## [Task instructions]
I'd like every line in the following listing that holds "above" copied.

## [Extracted information]
*** Block opens ***

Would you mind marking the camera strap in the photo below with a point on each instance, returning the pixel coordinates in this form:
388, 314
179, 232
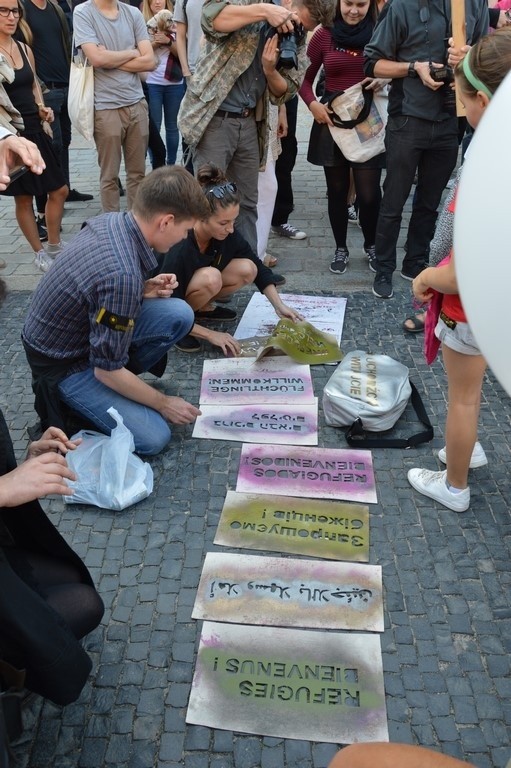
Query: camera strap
424, 16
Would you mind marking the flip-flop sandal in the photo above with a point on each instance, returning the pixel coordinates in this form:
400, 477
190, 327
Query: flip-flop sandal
417, 323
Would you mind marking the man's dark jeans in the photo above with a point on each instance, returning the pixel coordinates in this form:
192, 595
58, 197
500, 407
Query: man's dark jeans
284, 202
430, 149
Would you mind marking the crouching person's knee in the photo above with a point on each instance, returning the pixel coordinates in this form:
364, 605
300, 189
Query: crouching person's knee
154, 439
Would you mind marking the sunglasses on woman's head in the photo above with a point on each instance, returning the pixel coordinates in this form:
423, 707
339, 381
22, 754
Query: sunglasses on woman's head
220, 190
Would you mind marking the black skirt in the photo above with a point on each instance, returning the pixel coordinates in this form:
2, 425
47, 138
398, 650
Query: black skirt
324, 151
51, 178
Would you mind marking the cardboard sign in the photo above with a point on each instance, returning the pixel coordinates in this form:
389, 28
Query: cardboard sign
323, 312
239, 381
315, 472
329, 529
260, 423
289, 683
287, 592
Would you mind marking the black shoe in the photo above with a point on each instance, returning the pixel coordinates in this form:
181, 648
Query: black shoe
382, 286
73, 196
340, 261
41, 228
371, 257
411, 276
188, 344
218, 313
278, 279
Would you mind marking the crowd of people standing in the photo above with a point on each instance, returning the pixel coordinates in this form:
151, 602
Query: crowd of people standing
87, 340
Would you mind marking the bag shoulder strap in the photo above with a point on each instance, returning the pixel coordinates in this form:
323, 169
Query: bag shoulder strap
358, 437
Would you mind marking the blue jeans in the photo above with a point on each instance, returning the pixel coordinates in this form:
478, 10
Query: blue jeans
160, 324
430, 149
166, 100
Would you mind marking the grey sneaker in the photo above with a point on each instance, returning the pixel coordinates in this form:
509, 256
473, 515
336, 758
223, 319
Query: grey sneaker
42, 260
287, 230
352, 215
382, 286
371, 256
478, 458
433, 485
340, 261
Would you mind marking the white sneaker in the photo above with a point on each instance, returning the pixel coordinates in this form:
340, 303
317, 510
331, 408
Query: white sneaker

*** Block closes ***

## [Result]
Would you mind marking the flip-flop sandal in the photo above with a point on each instance, returning the pixel coordinates in this form:
Would you mind marking the man's dark jeans in the photo above with a point on each instance, returning the pixel coordinates in this form:
Would you mind marking the crouching person's knee in the photo above with a point on each instance, returning the pixel coordinates in this form:
Would you mind marking the sunglasses on woman's head in the photo above with a point on each instance, returning the pixel coordinates in this form:
Would you mind marking the black skirt in the photo above with a point on each instance, returning the pixel coordinates in this form:
Would you mind marking the cardboard sign in the photo above with a point on each instance, returning the pixel coordinates in this form:
Would you mind marking the black shoe in the photo above with a point on each instance, returning the pixel coordinates in this form:
Would you mind marking the crowd of people standing in the photo above with a point on each instance, returning the pixel coordinates in this form:
Would you mind marking the bag shoulder strap in the photo above with a point on each instance, returning the pixel coordinates in this form:
Would you mind marking the blue jeans in the photo above with a point on each instance, returning the pixel coordinates in this form:
Would you mind marking the grey sneaker in the photo above with a point on each instance, returning the pixel coordinates in this form:
Would you mind marking the white sneaker in the photo above with a point on each instance, returning the pixel coordinates in this form:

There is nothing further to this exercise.